* **TEXT FOR ANALYSIS**:
BEGIN

From the 2000 census, 1,922 or 30.7% were Roman Catholic, while 2,603 or 41.6% belonged to the Swiss Reformed Church. Of the rest of the population, there were 128 members of an Orthodox church (or about 2.05% of the population), there were 3 individuals (or about 0.05% of the population) who belonged to the Christian Catholic Church, and there were 167 individuals (or about 2.67% of the population) who belonged to another Christian church. There were 14 individuals (or about 0.22% of the population) who were Jewish, and 175 (or about 2.80% of the population) who were Islamic. There were 11 individuals who were Buddhist, 14 individuals who were Hindu and 8 individuals who belonged to another church. 732 (or about 11.70% of the population) belonged to no church, are agnostic or atheist, and 480 individuals (or about 7.67% of the population) did not answer the question.

==Education==
In Ollon about 1,975 or (31.6%) of the population have completed non-mandatory upper secondary education, and 885 or (14.1%) have completed additional higher education (either university or a Fachhochschule). Of the 885 who completed tertiary schooling, 44.2% were Swiss men, 23.2% were Swiss women, 18.0% were non-Swiss men and 14.7% were non-Swiss women.

In the 2009/2010 school year there were a total of 789 students in the Ollon school district. In the Vaud cantonal school system, two years of non-obligatory pre-school are provided by the political districts. During the school year, the political district provided pre-school care for a total of 205 children of which 96 children (46.8%) received subsidized pre-school care. The canton's primary school program requires students to attend for four years. There were 402 students in the municipal primary school program. The obligatory lower secondary school program lasts for six years and there were 386 students in those schools. There were also 1 students who were home schooled or attended another non-traditional school.

As of 2000, there were 46 students in Ollon who came from another municipality, while 346 residents attended schools outside the municipality.

The locality of Chesières is home to several international boarding schools that have been operating since the late 1940s: La Garenne International School (founded 1947), Aiglon College (founded 1949), and Collège Alpin International Beau Soleil. The schools are officially recognised under cantonal private school legislation.

END

* **WORK TO COMPLETE**: Reproduce everything in the Ollon text from "From the 2000" down to "answer the question.", without changing a word.

* **RAW DATA**:

BEGIN

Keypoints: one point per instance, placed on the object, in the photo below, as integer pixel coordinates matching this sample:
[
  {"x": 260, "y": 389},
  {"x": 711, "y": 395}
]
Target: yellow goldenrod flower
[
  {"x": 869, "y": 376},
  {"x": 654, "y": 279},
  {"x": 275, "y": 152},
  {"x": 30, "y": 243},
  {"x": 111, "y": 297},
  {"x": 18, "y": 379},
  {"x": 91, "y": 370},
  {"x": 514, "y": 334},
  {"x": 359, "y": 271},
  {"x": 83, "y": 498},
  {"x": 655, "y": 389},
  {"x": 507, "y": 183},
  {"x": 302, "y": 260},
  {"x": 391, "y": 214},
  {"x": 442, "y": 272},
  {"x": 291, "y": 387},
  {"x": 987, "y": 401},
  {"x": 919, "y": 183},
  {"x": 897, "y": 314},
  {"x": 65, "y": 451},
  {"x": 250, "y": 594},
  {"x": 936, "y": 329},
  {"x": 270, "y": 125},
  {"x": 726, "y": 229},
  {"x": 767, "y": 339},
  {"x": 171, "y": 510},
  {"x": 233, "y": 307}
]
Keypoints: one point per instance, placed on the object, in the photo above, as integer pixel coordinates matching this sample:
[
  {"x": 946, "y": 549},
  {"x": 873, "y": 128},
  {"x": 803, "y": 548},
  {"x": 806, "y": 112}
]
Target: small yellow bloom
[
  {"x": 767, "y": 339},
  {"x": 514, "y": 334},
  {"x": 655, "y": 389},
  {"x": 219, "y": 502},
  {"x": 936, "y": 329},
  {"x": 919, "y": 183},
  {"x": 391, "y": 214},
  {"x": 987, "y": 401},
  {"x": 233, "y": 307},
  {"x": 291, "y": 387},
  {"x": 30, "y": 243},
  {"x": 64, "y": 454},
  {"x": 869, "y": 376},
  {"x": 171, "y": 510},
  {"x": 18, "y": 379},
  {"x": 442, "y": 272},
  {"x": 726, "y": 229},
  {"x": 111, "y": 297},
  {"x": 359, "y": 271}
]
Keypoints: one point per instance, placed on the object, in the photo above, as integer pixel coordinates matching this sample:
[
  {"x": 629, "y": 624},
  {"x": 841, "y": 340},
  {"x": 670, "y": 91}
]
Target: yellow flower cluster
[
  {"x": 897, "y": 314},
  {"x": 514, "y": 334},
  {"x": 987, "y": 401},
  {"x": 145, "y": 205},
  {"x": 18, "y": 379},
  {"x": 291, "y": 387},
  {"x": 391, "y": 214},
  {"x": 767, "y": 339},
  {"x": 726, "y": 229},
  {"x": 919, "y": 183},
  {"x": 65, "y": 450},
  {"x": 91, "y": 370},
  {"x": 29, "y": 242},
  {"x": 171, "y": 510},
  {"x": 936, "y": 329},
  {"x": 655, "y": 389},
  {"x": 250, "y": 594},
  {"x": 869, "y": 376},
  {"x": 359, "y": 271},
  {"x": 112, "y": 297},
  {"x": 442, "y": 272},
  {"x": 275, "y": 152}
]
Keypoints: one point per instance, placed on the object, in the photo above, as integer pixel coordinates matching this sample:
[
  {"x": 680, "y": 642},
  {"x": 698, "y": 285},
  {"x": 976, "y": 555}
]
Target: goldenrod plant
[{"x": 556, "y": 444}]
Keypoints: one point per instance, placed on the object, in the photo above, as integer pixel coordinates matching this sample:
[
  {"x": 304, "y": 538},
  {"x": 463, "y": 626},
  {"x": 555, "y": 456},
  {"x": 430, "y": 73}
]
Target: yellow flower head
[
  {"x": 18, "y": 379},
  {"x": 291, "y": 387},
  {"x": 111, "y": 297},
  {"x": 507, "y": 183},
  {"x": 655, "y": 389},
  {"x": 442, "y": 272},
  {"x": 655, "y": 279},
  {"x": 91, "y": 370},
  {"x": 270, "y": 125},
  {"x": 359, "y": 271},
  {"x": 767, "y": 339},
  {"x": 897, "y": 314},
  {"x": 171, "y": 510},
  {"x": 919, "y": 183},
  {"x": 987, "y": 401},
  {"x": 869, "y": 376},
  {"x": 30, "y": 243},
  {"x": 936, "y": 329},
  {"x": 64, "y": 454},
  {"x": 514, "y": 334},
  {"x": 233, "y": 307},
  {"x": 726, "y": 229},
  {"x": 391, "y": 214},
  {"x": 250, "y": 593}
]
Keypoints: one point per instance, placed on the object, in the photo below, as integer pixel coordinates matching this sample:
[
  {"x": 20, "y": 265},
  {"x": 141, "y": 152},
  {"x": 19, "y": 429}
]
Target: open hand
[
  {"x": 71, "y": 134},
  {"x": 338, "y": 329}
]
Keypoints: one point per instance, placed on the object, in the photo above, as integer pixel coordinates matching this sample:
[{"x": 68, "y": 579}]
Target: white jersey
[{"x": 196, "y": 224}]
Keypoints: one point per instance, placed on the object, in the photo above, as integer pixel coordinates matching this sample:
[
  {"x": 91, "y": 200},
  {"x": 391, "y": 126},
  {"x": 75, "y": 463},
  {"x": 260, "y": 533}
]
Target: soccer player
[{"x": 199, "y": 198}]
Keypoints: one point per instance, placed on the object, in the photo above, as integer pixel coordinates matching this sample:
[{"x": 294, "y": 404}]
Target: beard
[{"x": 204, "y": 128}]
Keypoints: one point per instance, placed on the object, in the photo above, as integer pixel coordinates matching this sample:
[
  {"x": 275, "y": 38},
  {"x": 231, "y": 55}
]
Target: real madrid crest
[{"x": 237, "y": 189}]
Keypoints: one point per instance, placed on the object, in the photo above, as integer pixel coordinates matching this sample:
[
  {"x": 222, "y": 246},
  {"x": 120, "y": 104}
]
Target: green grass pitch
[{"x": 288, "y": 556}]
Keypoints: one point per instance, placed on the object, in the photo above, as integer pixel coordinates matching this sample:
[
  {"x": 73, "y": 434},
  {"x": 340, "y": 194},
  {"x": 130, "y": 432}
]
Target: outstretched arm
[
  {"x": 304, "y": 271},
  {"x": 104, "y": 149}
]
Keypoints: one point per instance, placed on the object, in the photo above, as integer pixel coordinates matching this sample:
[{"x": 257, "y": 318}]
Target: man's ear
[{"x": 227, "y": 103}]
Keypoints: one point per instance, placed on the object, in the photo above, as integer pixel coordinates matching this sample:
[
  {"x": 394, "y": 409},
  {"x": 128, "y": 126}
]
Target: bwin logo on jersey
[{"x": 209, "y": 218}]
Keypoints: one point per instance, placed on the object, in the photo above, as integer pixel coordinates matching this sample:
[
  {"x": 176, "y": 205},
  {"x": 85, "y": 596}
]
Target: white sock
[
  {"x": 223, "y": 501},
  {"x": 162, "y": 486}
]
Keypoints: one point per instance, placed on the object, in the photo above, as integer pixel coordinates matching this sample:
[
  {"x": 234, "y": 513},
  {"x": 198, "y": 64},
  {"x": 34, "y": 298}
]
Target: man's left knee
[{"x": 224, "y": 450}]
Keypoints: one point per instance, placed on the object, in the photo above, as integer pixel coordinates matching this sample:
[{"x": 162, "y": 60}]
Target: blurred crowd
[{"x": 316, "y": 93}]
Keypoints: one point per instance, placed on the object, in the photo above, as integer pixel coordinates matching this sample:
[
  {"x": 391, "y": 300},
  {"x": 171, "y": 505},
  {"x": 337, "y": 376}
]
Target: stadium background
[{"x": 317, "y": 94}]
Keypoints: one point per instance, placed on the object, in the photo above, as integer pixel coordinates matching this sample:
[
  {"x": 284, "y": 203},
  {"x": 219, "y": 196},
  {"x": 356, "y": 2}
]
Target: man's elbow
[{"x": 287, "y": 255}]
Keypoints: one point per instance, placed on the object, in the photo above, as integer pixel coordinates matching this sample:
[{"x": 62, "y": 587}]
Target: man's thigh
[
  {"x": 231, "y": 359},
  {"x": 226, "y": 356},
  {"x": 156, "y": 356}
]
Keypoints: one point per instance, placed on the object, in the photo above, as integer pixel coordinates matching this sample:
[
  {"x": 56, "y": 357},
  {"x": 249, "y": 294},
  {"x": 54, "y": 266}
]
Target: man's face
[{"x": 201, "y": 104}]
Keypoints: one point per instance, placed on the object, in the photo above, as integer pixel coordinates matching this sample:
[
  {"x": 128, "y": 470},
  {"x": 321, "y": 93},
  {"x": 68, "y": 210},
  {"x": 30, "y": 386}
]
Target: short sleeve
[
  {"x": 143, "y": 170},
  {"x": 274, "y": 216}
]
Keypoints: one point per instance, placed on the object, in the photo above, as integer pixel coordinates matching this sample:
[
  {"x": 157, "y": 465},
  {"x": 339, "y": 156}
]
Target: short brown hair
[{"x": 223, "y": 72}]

END

* **EXERCISE RESPONSE**:
From the 2000 census, 1,922 or 30.7% were Roman Catholic, while 2,603 or 41.6% belonged to the Swiss Reformed Church. Of the rest of the population, there were 128 members of an Orthodox church (or about 2.05% of the population), there were 3 individuals (or about 0.05% of the population) who belonged to the Christian Catholic Church, and there were 167 individuals (or about 2.67% of the population) who belonged to another Christian church. There were 14 individuals (or about 0.22% of the population) who were Jewish, and 175 (or about 2.80% of the population) who were Islamic. There were 11 individuals who were Buddhist, 14 individuals who were Hindu and 8 individuals who belonged to another church. 732 (or about 11.70% of the population) belonged to no church, are agnostic or atheist, and 480 individuals (or about 7.67% of the population) did not answer the question.